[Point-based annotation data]
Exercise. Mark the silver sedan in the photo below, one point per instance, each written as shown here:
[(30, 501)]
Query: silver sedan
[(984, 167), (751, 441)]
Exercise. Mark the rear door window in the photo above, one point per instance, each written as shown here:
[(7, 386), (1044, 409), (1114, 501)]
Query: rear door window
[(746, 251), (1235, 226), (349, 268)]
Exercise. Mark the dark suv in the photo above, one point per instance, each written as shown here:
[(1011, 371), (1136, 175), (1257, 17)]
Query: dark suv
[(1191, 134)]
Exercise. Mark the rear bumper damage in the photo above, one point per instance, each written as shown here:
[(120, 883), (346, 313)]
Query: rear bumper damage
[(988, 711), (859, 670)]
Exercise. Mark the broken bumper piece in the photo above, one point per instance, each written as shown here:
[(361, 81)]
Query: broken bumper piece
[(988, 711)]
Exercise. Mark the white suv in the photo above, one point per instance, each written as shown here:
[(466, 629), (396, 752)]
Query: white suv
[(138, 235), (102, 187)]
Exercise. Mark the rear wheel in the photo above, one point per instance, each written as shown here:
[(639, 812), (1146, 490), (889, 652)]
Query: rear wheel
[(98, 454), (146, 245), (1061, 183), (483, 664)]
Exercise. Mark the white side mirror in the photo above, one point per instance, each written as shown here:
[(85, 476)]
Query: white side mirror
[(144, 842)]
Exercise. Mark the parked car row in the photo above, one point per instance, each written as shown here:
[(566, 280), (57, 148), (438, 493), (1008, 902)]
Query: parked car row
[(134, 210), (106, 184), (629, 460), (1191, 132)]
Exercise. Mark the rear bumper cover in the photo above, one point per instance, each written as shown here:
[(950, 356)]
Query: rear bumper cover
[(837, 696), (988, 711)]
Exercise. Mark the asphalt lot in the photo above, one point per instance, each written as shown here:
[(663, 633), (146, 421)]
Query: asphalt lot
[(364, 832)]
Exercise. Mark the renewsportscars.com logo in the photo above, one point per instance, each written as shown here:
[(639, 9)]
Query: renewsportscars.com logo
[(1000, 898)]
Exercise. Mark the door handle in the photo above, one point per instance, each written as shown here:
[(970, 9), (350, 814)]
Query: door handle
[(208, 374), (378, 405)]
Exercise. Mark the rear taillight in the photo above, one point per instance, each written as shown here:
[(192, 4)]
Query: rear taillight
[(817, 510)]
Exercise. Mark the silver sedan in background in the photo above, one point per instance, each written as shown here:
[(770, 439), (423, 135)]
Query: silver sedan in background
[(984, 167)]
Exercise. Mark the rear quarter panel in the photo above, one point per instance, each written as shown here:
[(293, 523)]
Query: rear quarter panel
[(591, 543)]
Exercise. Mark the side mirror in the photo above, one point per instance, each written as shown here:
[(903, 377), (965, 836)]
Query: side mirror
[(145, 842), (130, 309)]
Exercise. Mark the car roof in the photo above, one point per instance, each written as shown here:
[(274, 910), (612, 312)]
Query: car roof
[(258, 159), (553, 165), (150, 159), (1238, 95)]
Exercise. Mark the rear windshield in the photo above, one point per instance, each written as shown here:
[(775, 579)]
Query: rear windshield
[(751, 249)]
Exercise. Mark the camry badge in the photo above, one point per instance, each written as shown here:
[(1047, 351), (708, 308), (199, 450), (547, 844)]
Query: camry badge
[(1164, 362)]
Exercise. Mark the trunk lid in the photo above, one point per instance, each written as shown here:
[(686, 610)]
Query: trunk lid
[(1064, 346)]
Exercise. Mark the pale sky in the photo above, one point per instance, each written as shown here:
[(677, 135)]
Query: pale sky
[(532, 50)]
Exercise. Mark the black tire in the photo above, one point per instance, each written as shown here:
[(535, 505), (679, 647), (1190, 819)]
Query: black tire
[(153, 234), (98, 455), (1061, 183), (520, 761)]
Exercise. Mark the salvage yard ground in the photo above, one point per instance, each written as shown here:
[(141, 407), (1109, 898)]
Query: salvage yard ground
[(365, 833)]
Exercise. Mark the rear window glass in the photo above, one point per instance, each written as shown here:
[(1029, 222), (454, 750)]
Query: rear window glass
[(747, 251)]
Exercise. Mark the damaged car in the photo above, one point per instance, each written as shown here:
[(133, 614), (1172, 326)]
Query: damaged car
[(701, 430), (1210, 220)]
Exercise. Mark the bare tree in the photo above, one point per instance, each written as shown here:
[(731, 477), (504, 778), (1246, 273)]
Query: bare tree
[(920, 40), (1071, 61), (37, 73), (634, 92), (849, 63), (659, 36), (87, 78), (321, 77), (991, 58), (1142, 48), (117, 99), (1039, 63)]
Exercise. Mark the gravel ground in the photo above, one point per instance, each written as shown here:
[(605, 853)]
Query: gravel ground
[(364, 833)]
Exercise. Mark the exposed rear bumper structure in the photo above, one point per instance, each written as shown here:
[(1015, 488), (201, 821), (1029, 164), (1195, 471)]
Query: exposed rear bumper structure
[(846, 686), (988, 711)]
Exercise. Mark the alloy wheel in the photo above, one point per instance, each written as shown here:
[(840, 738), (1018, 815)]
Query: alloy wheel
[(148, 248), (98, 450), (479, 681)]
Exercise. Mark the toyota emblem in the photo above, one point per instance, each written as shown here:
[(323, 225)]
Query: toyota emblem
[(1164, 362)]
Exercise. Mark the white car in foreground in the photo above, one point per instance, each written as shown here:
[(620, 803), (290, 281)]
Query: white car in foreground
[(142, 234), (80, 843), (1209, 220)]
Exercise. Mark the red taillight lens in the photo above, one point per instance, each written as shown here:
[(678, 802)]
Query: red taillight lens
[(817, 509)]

◆ **PROBLEM DETAILS**
Copy the part of the records that opens with the line containing "Exercise. Mark the exposed" and closes with the line containing "[(846, 686), (988, 711)]", leaving the other lines unchanged but adding 112 to every coordinate in the answer points.

◆ **WRITTEN ANSWER**
Exercise. Mark the exposed rear bumper structure in the photo above, one point per instance, each written as shown here:
[(1015, 488), (201, 821), (1029, 164), (1195, 471)]
Query: exposed rear bumper structure
[(958, 798), (1100, 823)]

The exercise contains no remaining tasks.